• **Passage shown**
▼▼▼
Mr. W and I had a very low-key New Year’s. For the first time since we’d been together, he wanted to stay up (and did stay up) till midnite to toast the new year in. I asked why he’s bothering for this year instead of sticking to his 9pm bedtime like all the previous years. He said because the year we’re toasting in would be “our” year, the year we get married. =) I do not like champagne. I’ve decided.

New Year’s Day, we mostly stayed in and watched “Angel” and “Buffy” on DVD. As we finished Season 5 of “Buffy,” Mr. W’s daughter stopped by to give us Christmas presents. We hadn’t seen her for weeks. She gave Mr. W a big Jack Skellington coffee mug (he’s a huuuuuge fan of Nightmare Before Christmas). Before she gave me my present, she hid it behind her back and explained that it comes from the Disney movie Lilo and Stitch, one of my two favorite Disney movies, and said, “You know how that movie’s all about ‘ohana’ and family?” She handed me an adorable small figurine of Stitch playing a ukelele, which is dangling from a curved wire attached to a clear suction cup. “You’re gonna be family and he’s blue and your car’s blue,” she said.
I was touched. “Oh, now I love it even more!” I said and gave her a big hug. Starting this morning, Stitch hangs from a corner of my windshield, bobbing and twirling and playing the uke.

My mom made out really well this holiday season, too. It all started when one of the prongs on her engagement ring broke. She and my dad took the ring into a jewelry store and asked if they’re able to affix another prong. The jeweler examined the ring and said, “You know this isn’t real gold, right?”
My mom was shocked. “What? It’s 18K white gold! It’s even stamped so inside the band!”
The jeweler said he’s pretty sure it’s not real gold, the weight isn’t right, but they’ll test it in the store’s lab to make sure. My parents were shown samples of silver and gold, and what happens when a particular chemical solution is dropped on them. Then they watched my mom’s ring get tested. Yup. My mom’s ring is silver, with gold plating. They tested their wedding bands, too, which were purchased at the same place as the engagement band. Same shit. My parents had been swindled for the past 32 years.
▲▲▲
• **Problems to solve**
1. Transcribe the New Year's post from "The jeweler said" to "past 32 years.".
2. Which TV shows and movies does the New Year's post mention by title?
3. Can you continue the New Year's post, starting after its last sentence?
You won't need the records.

Dataset records
▼▼▼
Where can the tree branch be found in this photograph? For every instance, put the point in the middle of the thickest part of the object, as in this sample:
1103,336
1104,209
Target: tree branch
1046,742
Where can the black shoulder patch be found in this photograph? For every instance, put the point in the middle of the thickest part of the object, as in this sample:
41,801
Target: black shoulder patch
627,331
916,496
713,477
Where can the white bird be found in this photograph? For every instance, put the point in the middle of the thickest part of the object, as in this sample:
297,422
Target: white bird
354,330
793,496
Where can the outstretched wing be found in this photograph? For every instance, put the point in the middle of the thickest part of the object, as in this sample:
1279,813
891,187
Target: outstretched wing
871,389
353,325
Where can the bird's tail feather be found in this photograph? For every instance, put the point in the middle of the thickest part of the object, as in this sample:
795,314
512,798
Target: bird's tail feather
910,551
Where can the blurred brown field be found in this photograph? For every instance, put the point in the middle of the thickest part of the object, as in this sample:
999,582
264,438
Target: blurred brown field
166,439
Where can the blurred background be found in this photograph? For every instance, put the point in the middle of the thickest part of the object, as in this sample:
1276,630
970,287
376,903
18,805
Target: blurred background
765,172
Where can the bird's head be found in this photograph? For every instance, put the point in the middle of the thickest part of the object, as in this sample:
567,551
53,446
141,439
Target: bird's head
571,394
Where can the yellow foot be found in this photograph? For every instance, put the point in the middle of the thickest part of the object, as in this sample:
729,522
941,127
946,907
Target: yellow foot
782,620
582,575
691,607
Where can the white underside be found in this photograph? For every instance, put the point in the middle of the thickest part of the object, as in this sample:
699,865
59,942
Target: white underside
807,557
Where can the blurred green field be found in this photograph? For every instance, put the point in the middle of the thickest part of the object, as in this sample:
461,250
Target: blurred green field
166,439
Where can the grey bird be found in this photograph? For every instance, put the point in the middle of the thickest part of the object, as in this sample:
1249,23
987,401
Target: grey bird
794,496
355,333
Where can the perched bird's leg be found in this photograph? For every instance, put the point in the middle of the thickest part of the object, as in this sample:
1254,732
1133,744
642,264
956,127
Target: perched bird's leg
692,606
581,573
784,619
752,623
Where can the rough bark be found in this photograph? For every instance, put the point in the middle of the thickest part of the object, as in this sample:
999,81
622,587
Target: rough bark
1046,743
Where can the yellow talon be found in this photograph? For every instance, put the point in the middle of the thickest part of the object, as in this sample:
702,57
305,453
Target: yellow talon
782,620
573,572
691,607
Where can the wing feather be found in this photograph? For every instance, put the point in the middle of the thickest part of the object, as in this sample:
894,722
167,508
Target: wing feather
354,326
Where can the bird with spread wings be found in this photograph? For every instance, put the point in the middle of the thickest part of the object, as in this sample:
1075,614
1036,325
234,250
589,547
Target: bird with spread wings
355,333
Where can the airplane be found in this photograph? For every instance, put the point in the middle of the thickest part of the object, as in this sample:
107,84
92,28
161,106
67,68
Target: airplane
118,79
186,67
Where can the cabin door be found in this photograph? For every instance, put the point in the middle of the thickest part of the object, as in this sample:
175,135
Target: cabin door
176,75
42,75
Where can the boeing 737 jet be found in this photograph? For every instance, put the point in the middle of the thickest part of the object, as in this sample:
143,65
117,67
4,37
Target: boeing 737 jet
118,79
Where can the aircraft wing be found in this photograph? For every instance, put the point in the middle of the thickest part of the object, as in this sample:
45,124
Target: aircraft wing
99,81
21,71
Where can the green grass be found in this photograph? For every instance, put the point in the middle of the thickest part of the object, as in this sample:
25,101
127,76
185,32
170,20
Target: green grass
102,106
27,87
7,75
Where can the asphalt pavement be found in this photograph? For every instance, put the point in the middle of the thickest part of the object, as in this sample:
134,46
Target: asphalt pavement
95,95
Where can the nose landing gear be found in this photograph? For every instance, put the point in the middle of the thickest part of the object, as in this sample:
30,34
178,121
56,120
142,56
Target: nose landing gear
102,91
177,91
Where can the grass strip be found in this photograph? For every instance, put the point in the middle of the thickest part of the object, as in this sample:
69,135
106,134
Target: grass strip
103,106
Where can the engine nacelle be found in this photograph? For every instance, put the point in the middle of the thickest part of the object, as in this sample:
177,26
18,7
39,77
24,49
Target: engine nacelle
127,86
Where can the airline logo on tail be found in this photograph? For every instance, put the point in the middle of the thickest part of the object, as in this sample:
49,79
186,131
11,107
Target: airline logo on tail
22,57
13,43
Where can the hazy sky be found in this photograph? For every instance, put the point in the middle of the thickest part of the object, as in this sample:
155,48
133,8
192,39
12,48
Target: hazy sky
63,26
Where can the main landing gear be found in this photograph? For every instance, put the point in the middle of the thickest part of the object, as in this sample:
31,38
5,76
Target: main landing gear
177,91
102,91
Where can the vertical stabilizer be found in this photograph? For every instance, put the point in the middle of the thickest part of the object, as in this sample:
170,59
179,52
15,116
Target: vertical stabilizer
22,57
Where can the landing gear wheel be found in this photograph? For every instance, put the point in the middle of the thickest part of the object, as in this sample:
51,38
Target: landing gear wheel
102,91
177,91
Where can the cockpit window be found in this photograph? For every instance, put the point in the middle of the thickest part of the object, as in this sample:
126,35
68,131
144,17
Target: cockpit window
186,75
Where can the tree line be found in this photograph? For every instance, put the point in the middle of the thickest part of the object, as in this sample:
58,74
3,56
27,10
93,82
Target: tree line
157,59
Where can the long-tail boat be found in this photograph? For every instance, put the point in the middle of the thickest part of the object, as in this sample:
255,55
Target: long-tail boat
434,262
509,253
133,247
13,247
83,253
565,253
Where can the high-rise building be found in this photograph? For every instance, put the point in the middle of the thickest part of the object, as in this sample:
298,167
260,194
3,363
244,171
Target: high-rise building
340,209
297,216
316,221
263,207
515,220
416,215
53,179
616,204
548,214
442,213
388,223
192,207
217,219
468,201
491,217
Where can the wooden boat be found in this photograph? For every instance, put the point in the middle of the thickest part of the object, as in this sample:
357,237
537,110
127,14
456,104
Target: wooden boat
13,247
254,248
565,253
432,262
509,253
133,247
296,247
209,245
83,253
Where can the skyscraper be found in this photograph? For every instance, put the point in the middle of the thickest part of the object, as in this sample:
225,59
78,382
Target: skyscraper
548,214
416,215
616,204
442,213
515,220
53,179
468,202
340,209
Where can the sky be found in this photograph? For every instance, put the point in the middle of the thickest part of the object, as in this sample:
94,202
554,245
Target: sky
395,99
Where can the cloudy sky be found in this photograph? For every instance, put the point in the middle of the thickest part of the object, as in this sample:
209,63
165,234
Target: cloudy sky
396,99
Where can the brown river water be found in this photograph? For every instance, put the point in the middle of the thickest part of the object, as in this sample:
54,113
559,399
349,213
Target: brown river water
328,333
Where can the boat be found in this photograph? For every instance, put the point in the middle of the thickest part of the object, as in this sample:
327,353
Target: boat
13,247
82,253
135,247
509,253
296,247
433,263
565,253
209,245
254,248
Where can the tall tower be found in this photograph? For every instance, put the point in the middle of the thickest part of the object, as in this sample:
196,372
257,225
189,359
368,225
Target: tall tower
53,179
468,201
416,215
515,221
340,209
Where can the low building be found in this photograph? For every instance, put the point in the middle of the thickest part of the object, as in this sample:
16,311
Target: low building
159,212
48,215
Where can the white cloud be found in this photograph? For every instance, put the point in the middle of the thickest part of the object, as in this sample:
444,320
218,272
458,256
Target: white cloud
▲▲▲
• **Responses to the tasks**
1.
The jeweler said he’s pretty sure it’s not real gold, the weight isn’t right, but they’ll test it in the store’s lab to make sure. My parents were shown samples of silver and gold, and what happens when a particular chemical solution is dropped on them. Then they watched my mom’s ring get tested. Yup. My mom’s ring is silver, with gold plating. They tested their wedding bands, too, which were purchased at the same place as the engagement band. Same shit. My parents had been swindled for the past 32 years.

2. Angel; Buffy; Nightmare Before Christmas; Lilo and Stitch

3.
Luckily, the diamond tested to be real, and of a pretty good quality. (They’d gotten the stone separately at a place recommended by some friends.) My dad had my mother select a new ring setting at the store, and the lab immediately switched the diamond onto a new very chic white gold band covered with small accent diamonds. Feeling bad for my parents, the salesperson took out a tray of good-quality Russian cubic zirconias, and had my mother select one to put into her old (fake) engagement ring, so that she could still wear it for sentimental value. For free. And then while my mom watched the diamond setting process going on at the lab, my dad wandered around the store and bought her an amazing 1.27 carat diamond solitaire which he had mounted onto a white gold pendant that looked to be a set with her new engagement ring. Money was earned to be spent, he said, and they’d been frugal and saved for so long that they can afford to spend some of it on themselves now that their child is independent and they aren’t saving for the next big thing. Besides, he reasoned, he didn’t waste the money; he simply changed it from cash into a different form. The diamond will hold value and can be resold later if need be. It’s not like he blew it all gambling or traded it for junk. True, true.

My mom got to pick up her new pendant this last weekend after she got recent liver tests back from her doctor. The cirrhosis is still there, but they have it under control now with the medication they’d put her on the past 6 weeks. The drugs did their job and they can now drop one of the prescriptions. So it’s a good start to the new year all around.